[Input data]
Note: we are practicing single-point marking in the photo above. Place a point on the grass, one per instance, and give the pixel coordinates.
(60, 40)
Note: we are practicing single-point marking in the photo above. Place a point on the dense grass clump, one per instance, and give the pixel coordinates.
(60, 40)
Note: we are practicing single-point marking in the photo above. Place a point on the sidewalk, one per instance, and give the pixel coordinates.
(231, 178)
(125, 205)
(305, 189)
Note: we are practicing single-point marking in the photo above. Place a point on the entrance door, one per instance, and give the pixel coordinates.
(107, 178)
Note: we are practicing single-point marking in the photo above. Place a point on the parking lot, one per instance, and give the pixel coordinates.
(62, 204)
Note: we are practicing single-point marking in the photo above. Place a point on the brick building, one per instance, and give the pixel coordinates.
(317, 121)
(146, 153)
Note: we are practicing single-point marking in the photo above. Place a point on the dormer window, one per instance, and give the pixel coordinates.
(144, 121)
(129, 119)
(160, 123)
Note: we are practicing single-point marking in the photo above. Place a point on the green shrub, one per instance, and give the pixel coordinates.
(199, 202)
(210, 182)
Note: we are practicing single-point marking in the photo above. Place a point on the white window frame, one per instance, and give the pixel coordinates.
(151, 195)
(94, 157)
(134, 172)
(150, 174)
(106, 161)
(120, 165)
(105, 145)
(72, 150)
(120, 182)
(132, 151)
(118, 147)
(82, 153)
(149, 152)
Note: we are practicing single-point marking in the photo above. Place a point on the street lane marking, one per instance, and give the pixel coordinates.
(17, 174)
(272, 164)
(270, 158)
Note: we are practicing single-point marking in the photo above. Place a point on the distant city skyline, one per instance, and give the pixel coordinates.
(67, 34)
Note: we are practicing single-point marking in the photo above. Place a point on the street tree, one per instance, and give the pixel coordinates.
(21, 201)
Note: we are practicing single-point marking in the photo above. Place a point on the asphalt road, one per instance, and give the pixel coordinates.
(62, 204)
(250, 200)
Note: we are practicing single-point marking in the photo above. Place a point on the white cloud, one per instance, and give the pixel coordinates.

[Directions for this task]
Each record needs to be given again exactly.

[Result of the exercise]
Note: we are practicing single-point marking in the photo above. Place a point on the grass, one per instance, and give the pixel coordinates.
(60, 40)
Note: we are practicing single-point marking in the photo above. Place a point on the dense grass clump, one per instance, and give the pixel coordinates.
(60, 40)
Note: we are practicing single-point marking in the photo above. Place a point on the sidewalk, one per instance, and give the pixel coordinates.
(231, 178)
(125, 205)
(305, 189)
Note: we are practicing single-point marking in the photo above. Place a point on the entrance door, one per instance, and give the pixel coordinates.
(107, 178)
Note: we are practicing single-point marking in the photo above. Place a point on the parking lot, one per instance, and give the pixel coordinates.
(62, 204)
Note: we are practicing single-point marking in the photo above. Place a point on the brick building, one per instance, and give the pixel coordinates.
(317, 121)
(146, 153)
Note: we are practicing single-point marking in the photo above. Place a point on the dormer window, one per instance, and give the pixel coordinates.
(144, 121)
(129, 119)
(160, 123)
Note: we are practicing single-point marking in the photo above. Place a point on the green shrub, one per instance, and give the pixel coordinates.
(199, 202)
(210, 182)
Note: we are practicing single-point marking in the photo above. Place a point on the white window frame, one per instance, and give the pixel coordinates.
(151, 195)
(94, 157)
(134, 172)
(150, 174)
(106, 161)
(120, 165)
(105, 145)
(72, 150)
(120, 182)
(132, 151)
(118, 147)
(82, 153)
(149, 152)
Note: we are practicing single-point marking in the photo above. Place a point on the street lane marking, one per instance, and give the pixel coordinates.
(17, 174)
(272, 164)
(270, 158)
Note: we are practicing single-point marking in the photo above. Place a point on the distant city skyline, one per instance, and give the pixel coordinates.
(67, 34)
Note: we are practicing single-point marking in the photo above. Place a point on the street tree, one per instance, and give the pixel coordinates.
(21, 201)
Note: we are practicing single-point marking in the photo above. Place a point on the asphalt road, one per instance, and give the pixel coordinates.
(62, 204)
(250, 200)
Note: we are practicing single-point marking in the photo above. Place a point on the white cloud, one per instance, and give the pixel coordinates.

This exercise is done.